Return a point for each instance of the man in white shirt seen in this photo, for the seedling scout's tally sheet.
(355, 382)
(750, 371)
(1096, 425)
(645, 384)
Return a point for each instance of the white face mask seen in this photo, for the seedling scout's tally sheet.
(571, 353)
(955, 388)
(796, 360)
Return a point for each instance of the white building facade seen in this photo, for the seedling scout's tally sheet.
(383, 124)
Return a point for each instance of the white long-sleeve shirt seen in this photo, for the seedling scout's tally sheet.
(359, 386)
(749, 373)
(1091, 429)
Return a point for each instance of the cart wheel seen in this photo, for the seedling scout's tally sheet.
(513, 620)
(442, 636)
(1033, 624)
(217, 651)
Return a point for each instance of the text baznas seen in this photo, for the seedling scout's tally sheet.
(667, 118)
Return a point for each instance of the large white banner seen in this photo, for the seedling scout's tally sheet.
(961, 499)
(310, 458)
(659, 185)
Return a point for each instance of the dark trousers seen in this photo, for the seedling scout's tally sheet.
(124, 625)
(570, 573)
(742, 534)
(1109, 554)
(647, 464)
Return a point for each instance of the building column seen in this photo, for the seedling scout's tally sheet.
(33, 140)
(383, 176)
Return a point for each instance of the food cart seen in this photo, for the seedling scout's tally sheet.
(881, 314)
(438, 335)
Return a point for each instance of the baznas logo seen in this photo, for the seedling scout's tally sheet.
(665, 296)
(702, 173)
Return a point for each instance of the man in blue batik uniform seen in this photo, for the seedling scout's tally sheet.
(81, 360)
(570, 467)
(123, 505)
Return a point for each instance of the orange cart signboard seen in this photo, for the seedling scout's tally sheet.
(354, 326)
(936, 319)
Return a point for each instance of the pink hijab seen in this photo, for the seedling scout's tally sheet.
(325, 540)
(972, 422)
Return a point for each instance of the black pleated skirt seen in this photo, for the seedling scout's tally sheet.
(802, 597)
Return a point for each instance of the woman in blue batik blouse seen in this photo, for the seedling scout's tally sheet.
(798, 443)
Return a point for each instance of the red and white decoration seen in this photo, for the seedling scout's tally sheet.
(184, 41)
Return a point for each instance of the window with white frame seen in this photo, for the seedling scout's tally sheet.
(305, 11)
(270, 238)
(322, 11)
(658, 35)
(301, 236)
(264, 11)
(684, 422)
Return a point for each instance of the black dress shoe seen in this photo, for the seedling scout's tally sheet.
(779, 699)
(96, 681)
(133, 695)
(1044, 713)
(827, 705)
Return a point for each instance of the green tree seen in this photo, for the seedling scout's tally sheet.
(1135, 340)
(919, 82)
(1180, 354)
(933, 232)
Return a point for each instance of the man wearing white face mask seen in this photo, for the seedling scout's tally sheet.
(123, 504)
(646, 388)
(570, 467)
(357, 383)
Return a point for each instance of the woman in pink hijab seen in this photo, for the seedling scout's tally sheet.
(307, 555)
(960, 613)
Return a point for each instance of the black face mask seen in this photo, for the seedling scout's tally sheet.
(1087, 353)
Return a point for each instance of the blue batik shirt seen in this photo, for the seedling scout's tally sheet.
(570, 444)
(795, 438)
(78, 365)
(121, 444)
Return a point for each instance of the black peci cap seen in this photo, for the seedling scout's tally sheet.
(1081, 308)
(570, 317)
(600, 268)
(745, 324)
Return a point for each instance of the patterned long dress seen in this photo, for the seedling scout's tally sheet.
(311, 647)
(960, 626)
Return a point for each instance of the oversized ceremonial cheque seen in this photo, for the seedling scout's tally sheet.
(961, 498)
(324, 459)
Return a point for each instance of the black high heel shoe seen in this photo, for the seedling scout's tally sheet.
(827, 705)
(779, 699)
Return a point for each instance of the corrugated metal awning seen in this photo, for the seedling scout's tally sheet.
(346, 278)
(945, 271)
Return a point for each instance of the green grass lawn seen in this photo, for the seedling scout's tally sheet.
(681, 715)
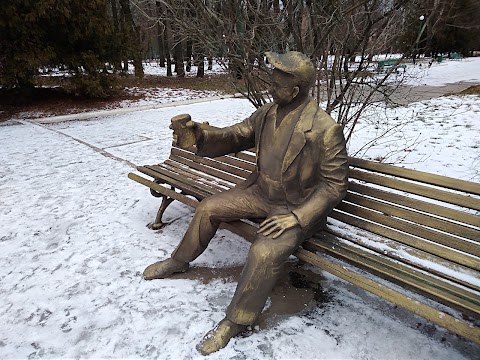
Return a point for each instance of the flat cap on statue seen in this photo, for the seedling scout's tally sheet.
(293, 62)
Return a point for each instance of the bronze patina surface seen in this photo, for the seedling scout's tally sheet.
(300, 175)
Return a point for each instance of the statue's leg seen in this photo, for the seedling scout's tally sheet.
(227, 206)
(262, 269)
(158, 224)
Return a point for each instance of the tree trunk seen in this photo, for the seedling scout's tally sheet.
(179, 67)
(189, 55)
(133, 38)
(200, 65)
(117, 63)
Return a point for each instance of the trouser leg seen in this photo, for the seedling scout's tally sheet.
(262, 269)
(227, 206)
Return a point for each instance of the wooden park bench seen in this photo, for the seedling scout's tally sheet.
(455, 56)
(384, 65)
(407, 236)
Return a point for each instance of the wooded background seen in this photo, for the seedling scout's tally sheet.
(96, 39)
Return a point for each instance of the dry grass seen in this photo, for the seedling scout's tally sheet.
(50, 98)
(472, 90)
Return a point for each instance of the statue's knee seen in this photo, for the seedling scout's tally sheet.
(205, 207)
(263, 251)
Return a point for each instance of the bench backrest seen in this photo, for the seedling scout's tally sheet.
(414, 214)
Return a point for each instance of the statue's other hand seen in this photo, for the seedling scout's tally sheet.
(276, 225)
(199, 136)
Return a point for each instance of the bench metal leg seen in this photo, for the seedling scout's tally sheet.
(158, 224)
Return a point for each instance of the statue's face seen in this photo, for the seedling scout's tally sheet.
(283, 87)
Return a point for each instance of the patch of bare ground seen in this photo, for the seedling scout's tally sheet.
(51, 95)
(472, 90)
(297, 291)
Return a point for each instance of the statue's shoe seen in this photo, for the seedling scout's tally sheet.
(219, 337)
(165, 268)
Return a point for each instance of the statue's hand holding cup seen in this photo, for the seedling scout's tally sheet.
(186, 132)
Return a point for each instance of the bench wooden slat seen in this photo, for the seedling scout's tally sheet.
(163, 190)
(469, 247)
(445, 320)
(179, 167)
(390, 249)
(208, 170)
(429, 192)
(158, 171)
(403, 238)
(235, 161)
(443, 292)
(187, 188)
(211, 162)
(424, 177)
(426, 246)
(441, 211)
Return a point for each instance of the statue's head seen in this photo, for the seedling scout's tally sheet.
(293, 71)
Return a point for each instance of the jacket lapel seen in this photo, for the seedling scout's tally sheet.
(298, 141)
(263, 116)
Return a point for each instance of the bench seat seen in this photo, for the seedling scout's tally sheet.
(396, 227)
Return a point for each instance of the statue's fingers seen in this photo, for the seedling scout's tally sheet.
(280, 232)
(191, 124)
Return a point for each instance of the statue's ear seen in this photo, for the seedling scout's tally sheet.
(296, 90)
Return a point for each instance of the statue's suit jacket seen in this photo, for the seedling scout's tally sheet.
(315, 165)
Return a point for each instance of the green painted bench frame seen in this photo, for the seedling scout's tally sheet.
(396, 227)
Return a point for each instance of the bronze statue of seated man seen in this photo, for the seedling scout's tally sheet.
(300, 175)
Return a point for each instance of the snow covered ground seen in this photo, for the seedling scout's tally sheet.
(74, 245)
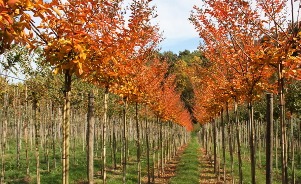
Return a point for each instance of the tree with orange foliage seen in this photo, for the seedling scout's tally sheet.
(237, 37)
(90, 39)
(14, 20)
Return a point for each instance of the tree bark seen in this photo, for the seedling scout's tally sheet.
(138, 144)
(251, 142)
(124, 141)
(37, 137)
(105, 113)
(90, 139)
(269, 140)
(238, 144)
(66, 129)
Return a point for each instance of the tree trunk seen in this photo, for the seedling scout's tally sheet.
(138, 145)
(293, 152)
(37, 136)
(90, 139)
(251, 142)
(66, 129)
(269, 140)
(282, 123)
(223, 145)
(124, 141)
(104, 135)
(3, 137)
(230, 143)
(238, 144)
(147, 151)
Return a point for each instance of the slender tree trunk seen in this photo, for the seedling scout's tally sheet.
(37, 137)
(66, 129)
(223, 144)
(282, 123)
(147, 151)
(138, 145)
(26, 131)
(238, 143)
(269, 140)
(90, 139)
(251, 142)
(124, 141)
(230, 135)
(215, 145)
(104, 138)
(161, 148)
(293, 152)
(3, 137)
(114, 146)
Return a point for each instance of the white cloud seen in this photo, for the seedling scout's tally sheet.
(173, 18)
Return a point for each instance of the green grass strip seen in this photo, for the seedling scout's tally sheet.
(189, 166)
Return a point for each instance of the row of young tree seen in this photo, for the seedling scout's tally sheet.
(100, 44)
(251, 48)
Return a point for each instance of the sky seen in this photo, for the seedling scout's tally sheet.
(173, 21)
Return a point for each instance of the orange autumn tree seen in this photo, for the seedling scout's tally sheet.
(88, 39)
(14, 20)
(232, 42)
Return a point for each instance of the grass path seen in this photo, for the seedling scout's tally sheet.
(188, 169)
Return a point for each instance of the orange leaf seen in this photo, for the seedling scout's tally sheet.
(57, 11)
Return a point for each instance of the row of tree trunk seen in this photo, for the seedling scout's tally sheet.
(36, 126)
(255, 141)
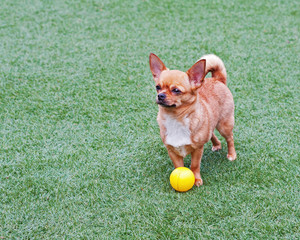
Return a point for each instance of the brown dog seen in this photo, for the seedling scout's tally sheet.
(191, 107)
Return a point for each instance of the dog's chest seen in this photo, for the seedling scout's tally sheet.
(178, 134)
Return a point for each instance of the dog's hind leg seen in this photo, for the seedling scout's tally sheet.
(225, 128)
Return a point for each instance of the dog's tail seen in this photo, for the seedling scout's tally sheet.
(216, 66)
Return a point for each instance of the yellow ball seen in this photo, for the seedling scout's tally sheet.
(182, 179)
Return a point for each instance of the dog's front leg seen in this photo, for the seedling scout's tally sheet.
(176, 159)
(195, 165)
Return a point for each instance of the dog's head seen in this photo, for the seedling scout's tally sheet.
(176, 88)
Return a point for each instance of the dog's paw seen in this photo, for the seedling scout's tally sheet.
(231, 157)
(198, 182)
(216, 148)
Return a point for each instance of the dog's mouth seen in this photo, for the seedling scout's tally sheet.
(163, 104)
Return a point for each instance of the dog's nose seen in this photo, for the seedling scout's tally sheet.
(161, 96)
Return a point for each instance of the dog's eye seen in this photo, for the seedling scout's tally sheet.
(176, 90)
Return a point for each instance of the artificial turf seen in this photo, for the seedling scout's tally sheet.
(80, 151)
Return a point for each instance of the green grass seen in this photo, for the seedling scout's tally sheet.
(80, 151)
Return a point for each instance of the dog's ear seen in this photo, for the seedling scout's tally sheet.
(197, 73)
(156, 66)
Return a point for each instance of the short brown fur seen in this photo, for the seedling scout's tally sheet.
(191, 107)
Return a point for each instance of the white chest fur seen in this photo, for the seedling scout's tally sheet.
(178, 133)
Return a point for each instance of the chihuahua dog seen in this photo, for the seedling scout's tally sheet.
(191, 107)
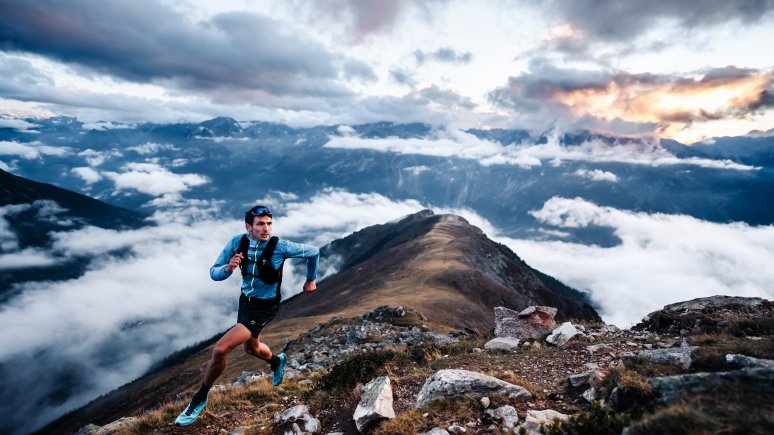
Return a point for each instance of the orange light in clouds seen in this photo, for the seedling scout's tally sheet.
(673, 105)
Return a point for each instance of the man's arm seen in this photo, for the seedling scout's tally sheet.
(227, 261)
(312, 255)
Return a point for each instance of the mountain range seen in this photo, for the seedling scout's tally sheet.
(115, 177)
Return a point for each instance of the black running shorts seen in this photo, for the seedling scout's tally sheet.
(256, 313)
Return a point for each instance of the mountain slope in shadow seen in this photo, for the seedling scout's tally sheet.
(438, 264)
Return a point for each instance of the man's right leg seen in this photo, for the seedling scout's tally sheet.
(234, 337)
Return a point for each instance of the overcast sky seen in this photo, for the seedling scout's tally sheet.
(684, 70)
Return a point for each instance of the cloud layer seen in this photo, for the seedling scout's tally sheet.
(457, 143)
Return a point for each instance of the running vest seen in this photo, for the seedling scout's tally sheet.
(266, 271)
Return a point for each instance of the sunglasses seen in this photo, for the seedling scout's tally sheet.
(260, 211)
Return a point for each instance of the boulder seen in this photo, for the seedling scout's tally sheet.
(748, 361)
(562, 334)
(679, 356)
(505, 415)
(502, 343)
(533, 322)
(670, 388)
(375, 403)
(450, 384)
(536, 419)
(296, 420)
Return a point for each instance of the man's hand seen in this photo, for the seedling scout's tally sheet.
(234, 262)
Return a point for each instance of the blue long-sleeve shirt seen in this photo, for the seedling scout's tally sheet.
(252, 286)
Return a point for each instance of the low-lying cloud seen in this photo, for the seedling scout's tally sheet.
(154, 179)
(144, 288)
(457, 143)
(661, 258)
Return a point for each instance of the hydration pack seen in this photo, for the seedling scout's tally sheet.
(266, 271)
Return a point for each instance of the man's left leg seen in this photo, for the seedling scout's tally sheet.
(277, 362)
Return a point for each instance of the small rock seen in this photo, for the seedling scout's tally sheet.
(502, 343)
(536, 419)
(456, 429)
(562, 334)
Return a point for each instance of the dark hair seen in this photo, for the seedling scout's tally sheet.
(258, 210)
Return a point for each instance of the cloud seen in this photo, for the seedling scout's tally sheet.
(444, 55)
(612, 20)
(152, 148)
(30, 150)
(661, 259)
(140, 294)
(149, 42)
(626, 103)
(597, 175)
(363, 18)
(18, 124)
(457, 143)
(154, 179)
(87, 174)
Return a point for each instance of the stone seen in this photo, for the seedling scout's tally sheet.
(296, 420)
(671, 387)
(502, 343)
(375, 403)
(505, 415)
(579, 380)
(536, 419)
(89, 429)
(562, 334)
(748, 361)
(679, 356)
(456, 429)
(450, 384)
(534, 322)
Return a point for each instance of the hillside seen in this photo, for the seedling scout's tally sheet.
(439, 265)
(39, 208)
(697, 367)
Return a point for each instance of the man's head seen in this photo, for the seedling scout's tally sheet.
(258, 222)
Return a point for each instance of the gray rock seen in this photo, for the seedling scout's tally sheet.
(562, 334)
(750, 362)
(505, 415)
(534, 322)
(375, 403)
(713, 302)
(535, 419)
(296, 420)
(450, 384)
(671, 387)
(89, 429)
(679, 356)
(456, 428)
(579, 380)
(502, 343)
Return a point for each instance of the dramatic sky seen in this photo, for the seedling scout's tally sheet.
(678, 69)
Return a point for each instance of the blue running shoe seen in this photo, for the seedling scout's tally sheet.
(277, 378)
(190, 414)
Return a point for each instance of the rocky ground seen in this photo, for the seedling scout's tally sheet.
(684, 369)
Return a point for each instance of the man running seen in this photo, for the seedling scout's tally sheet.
(259, 301)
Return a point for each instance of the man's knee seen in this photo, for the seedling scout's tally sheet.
(252, 348)
(220, 351)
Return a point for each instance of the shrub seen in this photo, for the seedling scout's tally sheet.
(361, 367)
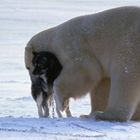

--------

Written request: Starting with the first of the lines and continuing through the line containing "(1091, 429)", retype each line character for character, including both of those lines.

Worked solution:
Return a point for each instance of the man in white shirt seen in this photo, for the seedling scout's tally sheet.
(355, 382)
(750, 371)
(1096, 425)
(645, 384)
Return a point for each instance of the white face mask seen in this photo, for the seedling scout's tally sheet.
(571, 353)
(955, 388)
(796, 360)
Return a point for each instance of the white building facade seen in this photo, for the seedling scout's tally sheet.
(383, 124)
Return a point for each instance of the white long-sleeve shirt seen in this photo, for the seedling scout's tally sheet.
(359, 386)
(749, 373)
(1091, 429)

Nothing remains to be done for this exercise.